▸ **To be done**:
• a. In the article about the NATO summit in Vilnius, what has Jens Stoltenberg dubbed the effort to resupply?
• b. Carry on the article about NATO's depleted military stockpiles, starting right after its last sentence.

▸ **Excerpted passage**:

* Start *

It is a fair assumption that when NATO’s member-state leaders fly home again from the NATO summit in Vilnius next month, they will be suffering from a bad political headache. The summit will take place long enough after the Ukrainian military offensive against the Russians that the participants will have a good idea of where things are going on the battlefield. However, regardless of the outcome of the offensive and the war itself, one thing is clear: NATO will want to ramp up its forces and stocks of equipment.
There are two reasons for this, one being the concerns for a Russia that has proven its willingness and ability to invade other countries for the purported purpose of national security. The other reason is that after a year and a half of persistent support for Ukraine, NATO has drawn down its military stockpiles, in some cases to the point of depletion.
To the latter point, Secretary General Jens Stoltenberg is pointing to the solution, calling the attention of NATO member states to the problem. Reports the Atlantic Council:
Stoltenberg has dubbed it a “race of logistics,” and more than Ukraine’s future is at stake. The readiness of US and allied militaries is put at risk by ineffectively designed supply chains, cumbersome process-focused procurement, and political wrangling. This incapacity to replenish allies’ ammunition stocks and equipment undermines the deterrence posture of NATO as a whole.

* End *

▸ **Supplied information**:
* Start *

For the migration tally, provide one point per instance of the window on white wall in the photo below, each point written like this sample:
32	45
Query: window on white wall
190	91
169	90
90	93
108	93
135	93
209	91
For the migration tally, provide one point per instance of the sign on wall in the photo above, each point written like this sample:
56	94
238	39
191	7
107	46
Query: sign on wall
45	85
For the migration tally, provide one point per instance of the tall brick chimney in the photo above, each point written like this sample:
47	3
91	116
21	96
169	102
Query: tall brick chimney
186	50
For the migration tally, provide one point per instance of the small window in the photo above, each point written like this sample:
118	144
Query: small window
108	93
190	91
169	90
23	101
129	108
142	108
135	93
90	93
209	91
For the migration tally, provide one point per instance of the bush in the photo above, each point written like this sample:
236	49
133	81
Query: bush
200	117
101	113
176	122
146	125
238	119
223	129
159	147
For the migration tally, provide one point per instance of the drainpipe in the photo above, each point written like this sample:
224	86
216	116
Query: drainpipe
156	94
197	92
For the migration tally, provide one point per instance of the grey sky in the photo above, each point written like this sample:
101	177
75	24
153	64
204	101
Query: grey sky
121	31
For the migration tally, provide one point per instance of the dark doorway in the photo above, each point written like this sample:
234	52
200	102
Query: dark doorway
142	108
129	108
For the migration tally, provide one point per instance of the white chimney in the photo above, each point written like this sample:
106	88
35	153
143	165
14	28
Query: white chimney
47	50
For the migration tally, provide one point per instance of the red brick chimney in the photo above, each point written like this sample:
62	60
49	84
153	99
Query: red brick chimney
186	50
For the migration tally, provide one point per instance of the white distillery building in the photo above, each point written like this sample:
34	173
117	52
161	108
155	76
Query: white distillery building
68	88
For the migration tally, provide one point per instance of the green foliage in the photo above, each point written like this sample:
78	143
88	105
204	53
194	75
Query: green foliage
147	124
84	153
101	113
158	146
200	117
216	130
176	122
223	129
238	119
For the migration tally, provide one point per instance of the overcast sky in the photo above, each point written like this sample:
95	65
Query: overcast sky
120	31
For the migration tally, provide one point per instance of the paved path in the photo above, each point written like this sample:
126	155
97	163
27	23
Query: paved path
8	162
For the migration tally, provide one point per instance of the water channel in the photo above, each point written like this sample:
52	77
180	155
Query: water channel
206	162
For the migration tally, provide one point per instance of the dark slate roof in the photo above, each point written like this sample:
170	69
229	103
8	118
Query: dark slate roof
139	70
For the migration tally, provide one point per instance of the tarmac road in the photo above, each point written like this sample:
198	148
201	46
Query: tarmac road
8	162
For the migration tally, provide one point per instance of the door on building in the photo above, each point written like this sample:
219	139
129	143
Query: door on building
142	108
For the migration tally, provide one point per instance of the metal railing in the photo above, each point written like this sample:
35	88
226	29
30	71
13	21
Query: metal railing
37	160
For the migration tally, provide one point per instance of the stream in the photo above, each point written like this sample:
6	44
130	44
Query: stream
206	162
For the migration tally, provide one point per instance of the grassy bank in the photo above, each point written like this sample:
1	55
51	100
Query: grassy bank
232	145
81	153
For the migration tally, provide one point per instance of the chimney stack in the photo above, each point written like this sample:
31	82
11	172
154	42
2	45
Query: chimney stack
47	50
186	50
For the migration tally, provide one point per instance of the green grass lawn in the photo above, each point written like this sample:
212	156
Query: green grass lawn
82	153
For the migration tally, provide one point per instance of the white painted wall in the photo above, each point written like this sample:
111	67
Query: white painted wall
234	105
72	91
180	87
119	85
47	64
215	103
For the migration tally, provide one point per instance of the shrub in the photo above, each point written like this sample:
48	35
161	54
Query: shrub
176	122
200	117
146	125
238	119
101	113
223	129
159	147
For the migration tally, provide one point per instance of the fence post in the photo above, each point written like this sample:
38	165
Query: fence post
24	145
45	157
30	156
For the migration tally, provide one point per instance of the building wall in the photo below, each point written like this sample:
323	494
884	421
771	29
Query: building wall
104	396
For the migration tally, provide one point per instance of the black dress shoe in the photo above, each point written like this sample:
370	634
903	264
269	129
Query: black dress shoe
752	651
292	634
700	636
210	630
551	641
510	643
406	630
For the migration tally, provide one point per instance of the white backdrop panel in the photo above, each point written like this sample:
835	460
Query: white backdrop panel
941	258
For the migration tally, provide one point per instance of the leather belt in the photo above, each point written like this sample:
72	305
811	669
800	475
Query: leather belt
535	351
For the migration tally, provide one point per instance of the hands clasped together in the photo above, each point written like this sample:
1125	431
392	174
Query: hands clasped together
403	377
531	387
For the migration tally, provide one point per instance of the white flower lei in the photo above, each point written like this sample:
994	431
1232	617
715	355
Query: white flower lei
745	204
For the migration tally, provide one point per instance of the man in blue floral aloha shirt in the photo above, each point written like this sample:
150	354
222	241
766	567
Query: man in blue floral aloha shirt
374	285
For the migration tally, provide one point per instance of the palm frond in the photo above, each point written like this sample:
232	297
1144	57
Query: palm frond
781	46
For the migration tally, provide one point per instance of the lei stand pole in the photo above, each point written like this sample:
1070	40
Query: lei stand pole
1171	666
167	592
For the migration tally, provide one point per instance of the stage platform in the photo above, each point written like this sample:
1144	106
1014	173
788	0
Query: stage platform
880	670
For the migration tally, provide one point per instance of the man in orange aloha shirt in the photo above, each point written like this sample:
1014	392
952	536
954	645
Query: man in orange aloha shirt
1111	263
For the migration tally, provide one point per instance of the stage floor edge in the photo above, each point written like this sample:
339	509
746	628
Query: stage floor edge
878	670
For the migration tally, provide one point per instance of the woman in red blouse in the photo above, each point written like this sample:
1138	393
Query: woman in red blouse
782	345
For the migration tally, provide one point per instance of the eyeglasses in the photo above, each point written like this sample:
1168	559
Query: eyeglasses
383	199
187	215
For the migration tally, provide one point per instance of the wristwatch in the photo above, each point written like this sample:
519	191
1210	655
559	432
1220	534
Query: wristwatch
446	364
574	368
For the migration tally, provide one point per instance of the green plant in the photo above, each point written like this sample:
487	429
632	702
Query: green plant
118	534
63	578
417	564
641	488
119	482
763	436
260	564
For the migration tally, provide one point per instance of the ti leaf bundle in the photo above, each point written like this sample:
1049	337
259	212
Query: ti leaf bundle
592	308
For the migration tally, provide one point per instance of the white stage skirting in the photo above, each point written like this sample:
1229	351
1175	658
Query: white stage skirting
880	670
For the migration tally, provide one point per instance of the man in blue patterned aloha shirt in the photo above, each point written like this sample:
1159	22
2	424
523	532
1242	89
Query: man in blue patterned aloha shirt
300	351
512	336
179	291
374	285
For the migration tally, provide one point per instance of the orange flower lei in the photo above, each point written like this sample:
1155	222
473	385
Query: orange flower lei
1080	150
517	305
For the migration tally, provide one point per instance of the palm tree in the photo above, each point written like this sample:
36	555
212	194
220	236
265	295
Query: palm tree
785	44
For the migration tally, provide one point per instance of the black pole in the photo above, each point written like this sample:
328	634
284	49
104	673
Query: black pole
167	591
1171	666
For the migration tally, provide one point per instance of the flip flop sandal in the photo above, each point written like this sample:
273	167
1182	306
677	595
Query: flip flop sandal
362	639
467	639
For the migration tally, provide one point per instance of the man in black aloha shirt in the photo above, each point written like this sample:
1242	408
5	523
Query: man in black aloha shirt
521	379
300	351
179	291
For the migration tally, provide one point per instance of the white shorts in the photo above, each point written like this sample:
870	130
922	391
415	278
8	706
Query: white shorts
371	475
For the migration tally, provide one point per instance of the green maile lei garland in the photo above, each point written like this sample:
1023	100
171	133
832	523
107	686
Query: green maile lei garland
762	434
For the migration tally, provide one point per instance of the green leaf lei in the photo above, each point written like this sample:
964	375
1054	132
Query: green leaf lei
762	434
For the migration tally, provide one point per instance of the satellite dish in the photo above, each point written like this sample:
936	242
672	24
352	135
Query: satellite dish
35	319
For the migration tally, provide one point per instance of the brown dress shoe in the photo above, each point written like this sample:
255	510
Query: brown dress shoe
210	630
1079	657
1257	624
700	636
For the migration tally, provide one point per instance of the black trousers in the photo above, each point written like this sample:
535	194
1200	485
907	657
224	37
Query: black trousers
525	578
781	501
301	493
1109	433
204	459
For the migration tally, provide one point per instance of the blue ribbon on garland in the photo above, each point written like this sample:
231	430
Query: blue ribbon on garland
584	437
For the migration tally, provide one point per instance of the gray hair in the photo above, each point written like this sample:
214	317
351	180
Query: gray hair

* End *

▸ **Responses**:
• a. A "race of logistics."

• b.
This blunt declaration by the chief of NATO is a shocking admission of ineptitude. It means that NATO is proving to be ineffective at waging war, even an indirect one. Even though the organization is not directly involved in Ukraine, the consequence of its material support is that its resources are running out.
To make matters even more precarious for the defense alliance: this is a geographically limited conflict. Inevitably, one has to ask how NATO would fare if another armed conflict erupted while the war in Ukraine continues to rage.
How is NATO going to respond to the problem with its rapidly depleting stockpiles of military hardware?
Secretary General Stoltenberg recognizes the problem. In his view, NATO’s depletion of resources weakens the deterrence function of the organization. In all likelihood, he will send the member-state representatives home from the Vilnius summit with a demand that they ramp up military spending to replenish stocks. He may even demand that they expand their capabilities beyond their pre-Ukraine war levels.
Right here, Stoltenberg and NATO run into a brick wall. It is not a brick wall of indifference, let alone resistance from member states. There should be a universal awareness within the organization that it needs to ramp up its defense capabilities.
This brick wall is more ominous than that. It is popularly known as ‘budget deficits’ and it cuts across all of NATO’s member states. In fact, the problem with weak government finances is worse now than it has ever been in NATO’s history; bad government finances are hindrances to adequate military spending.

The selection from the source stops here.